►

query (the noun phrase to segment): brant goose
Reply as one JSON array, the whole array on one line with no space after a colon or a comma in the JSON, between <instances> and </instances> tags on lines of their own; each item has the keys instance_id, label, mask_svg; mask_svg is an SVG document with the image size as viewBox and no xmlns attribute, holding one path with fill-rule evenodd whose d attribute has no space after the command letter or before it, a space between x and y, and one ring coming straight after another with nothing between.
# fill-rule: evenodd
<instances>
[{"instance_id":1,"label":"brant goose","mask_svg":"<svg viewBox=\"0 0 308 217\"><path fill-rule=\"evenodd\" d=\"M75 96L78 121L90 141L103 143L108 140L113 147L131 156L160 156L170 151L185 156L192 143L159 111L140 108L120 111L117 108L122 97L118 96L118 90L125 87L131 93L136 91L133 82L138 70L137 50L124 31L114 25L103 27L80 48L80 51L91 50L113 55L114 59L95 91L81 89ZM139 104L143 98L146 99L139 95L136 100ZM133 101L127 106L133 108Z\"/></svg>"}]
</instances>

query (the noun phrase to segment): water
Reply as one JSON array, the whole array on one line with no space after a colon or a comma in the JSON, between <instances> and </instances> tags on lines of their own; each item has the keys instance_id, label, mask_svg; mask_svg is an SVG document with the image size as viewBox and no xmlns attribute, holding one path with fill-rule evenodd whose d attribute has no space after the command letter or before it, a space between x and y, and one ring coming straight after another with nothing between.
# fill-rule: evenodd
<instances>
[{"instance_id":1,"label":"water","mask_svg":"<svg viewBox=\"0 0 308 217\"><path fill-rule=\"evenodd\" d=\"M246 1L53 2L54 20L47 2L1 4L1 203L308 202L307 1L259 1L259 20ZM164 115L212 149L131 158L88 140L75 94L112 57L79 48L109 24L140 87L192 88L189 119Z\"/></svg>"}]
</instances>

◄

# Set task
Render every line of the material above as a numbered list, skipping blank lines.

# Reply
1. query (the noun phrase to segment): brant goose
2. Reply as one JSON array, the whole array on one line with no space after a colon or a comma in the JSON, between <instances> and </instances> tags on lines of their own; each item has the keys instance_id, label, mask_svg; mask_svg is an SVG document with the image size as viewBox and no xmlns attribute, holding one path with fill-rule evenodd whose d attribute has no space after the command letter or before it, a space between x and y, and one ring coming straight after another with nothing between.
3. # fill-rule: evenodd
4. <instances>
5. [{"instance_id":1,"label":"brant goose","mask_svg":"<svg viewBox=\"0 0 308 217\"><path fill-rule=\"evenodd\" d=\"M75 96L78 121L90 141L103 143L108 140L113 147L131 156L160 156L170 151L185 156L192 143L159 111L140 108L120 111L117 108L122 97L118 96L118 90L125 87L131 93L136 91L133 82L138 70L137 50L124 31L114 25L103 27L80 48L80 51L91 50L113 55L114 59L95 91L81 89ZM139 104L143 98L146 99L139 95L136 100ZM133 101L127 106L133 108Z\"/></svg>"}]
6. </instances>
7. query (the noun phrase to segment): water
8. Reply as one JSON array, the whole array on one line with no space after a colon or a comma in the JSON, between <instances> and </instances> tags on lines of their own; each item has the keys instance_id, label, mask_svg; mask_svg is an SVG document with the image size as viewBox and no xmlns attribute, holding one path with fill-rule evenodd whose d attribute has no space after the command letter or before it, a space between x and y, and one ring coming straight after another with nothing between.
9. # fill-rule: evenodd
10. <instances>
11. [{"instance_id":1,"label":"water","mask_svg":"<svg viewBox=\"0 0 308 217\"><path fill-rule=\"evenodd\" d=\"M246 1L53 2L54 20L47 2L1 4L1 203L308 202L307 1L259 1L259 20ZM164 115L212 149L131 158L88 140L75 94L112 57L79 48L109 24L140 87L192 88L189 119Z\"/></svg>"}]
12. </instances>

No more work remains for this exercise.